Given those two arguments then Pummeling Charge is broken if, and only if, both A & B are true. If either or both are false, then Pummeling Charge is not broken. My personal opinion...

I'm late to the argument, but option a is not broken.

A Barbarian can spell sunder permanent magical effects outside of combat and pounce.

A Bloodrager, Ranger, or Paladin can cast several spells, and have tricks out of combat that far outweigh a Monks ki based abilities.

A monk being able to match the dpr potential of a martial class while allowing them to do the other things they do if just fine. It's not like anything they get will compare with Smite, Instant Enemy, or longarm.

Silver Crusade

Andrew Christian wrote:

I do not consider Ki abilities negligible.

Most of the Barbarian class abilities revolve around doing better in combat in some fashion.

Most of the Monk abilities can help in combat, but can also be used to overcome other obstacles better than most other classes.

[Instructions for the task]:
In the Pummeling Charge thread, what reasons does the commenter who arrived late give for saying option a is not broken? The listing is separate material, unconnected to the Pummeling Charge thread.

[Dataset content]:
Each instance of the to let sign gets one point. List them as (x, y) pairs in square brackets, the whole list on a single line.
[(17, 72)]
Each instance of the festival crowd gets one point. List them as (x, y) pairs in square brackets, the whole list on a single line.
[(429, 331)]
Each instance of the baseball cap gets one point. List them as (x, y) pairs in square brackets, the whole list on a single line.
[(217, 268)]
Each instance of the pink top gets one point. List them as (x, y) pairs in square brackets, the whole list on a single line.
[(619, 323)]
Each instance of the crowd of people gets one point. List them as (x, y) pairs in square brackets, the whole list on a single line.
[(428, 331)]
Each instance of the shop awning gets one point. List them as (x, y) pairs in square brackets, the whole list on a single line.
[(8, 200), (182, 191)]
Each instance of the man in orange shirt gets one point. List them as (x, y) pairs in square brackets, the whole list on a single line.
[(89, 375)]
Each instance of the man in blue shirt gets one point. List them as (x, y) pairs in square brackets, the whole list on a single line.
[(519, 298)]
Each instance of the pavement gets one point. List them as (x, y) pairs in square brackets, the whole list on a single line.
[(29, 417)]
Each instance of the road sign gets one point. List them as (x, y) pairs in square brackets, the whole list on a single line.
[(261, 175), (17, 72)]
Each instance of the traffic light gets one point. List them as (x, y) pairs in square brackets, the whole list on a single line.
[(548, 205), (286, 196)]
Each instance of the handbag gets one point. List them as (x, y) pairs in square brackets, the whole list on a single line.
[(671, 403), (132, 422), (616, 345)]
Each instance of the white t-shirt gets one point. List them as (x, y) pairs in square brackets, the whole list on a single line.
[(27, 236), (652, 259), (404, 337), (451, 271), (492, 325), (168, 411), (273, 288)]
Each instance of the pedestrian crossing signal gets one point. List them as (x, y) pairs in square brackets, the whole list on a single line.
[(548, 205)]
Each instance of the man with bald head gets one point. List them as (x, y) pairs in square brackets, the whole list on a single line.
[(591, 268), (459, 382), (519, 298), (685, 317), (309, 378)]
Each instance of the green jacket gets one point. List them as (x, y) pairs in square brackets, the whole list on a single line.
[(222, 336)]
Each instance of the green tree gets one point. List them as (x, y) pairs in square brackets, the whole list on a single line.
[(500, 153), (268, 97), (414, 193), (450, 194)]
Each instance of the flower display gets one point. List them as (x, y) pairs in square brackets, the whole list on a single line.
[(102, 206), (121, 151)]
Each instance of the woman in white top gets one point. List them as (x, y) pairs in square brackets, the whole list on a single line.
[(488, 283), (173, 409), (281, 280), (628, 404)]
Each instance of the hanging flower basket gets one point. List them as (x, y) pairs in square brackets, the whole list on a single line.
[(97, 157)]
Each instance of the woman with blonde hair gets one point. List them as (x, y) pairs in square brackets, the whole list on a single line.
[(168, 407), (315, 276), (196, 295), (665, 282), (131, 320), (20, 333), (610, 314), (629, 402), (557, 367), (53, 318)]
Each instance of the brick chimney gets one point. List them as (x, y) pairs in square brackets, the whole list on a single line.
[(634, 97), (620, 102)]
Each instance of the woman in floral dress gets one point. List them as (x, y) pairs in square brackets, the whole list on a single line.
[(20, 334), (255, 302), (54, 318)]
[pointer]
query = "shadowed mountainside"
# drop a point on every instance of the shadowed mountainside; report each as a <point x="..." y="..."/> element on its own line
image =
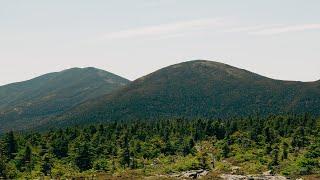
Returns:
<point x="26" y="104"/>
<point x="198" y="89"/>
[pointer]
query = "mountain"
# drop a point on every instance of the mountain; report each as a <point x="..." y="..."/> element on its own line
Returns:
<point x="198" y="89"/>
<point x="26" y="104"/>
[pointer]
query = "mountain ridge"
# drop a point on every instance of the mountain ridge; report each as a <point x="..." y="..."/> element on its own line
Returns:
<point x="33" y="100"/>
<point x="198" y="88"/>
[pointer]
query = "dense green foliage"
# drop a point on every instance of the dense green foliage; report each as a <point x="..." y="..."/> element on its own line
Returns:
<point x="288" y="145"/>
<point x="195" y="89"/>
<point x="25" y="104"/>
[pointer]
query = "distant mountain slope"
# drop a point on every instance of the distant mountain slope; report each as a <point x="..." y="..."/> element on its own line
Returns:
<point x="26" y="104"/>
<point x="198" y="89"/>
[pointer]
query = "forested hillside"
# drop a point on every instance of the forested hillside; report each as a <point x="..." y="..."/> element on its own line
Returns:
<point x="287" y="145"/>
<point x="198" y="89"/>
<point x="26" y="104"/>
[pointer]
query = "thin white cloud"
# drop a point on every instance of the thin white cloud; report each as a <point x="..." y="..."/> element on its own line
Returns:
<point x="247" y="28"/>
<point x="165" y="29"/>
<point x="286" y="29"/>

[Solution for this problem]:
Other martial classes already have more: a Barbarian can spell sunder permanent magical effects outside of combat and has pounce, and a Bloodrager, Ranger, or Paladin has spells and out-of-combat tricks that far outweigh a Monk's ki-based abilities. So a Monk matching a martial class's damage potential while still doing its other things is fine, since nothing it gets will compare with Smite, Instant Enemy, or longarm.